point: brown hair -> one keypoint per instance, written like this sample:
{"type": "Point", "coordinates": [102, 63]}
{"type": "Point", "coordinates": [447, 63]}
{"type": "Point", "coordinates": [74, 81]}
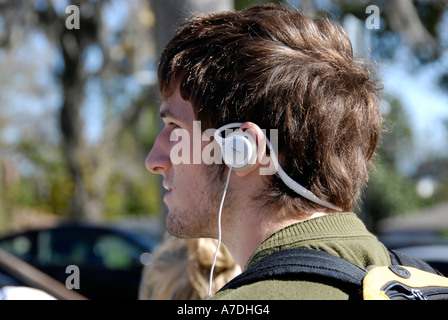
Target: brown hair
{"type": "Point", "coordinates": [281, 69]}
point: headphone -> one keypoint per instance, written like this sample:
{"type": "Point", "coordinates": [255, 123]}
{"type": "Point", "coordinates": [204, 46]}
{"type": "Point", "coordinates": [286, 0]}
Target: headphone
{"type": "Point", "coordinates": [239, 152]}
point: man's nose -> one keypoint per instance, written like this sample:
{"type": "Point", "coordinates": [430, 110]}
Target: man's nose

__What you need to do__
Echo the data from the line containing "point: man's nose" through the end of the data.

__Worked answer__
point: man's nose -> one keypoint per instance, written like this sample:
{"type": "Point", "coordinates": [430, 110]}
Target: man's nose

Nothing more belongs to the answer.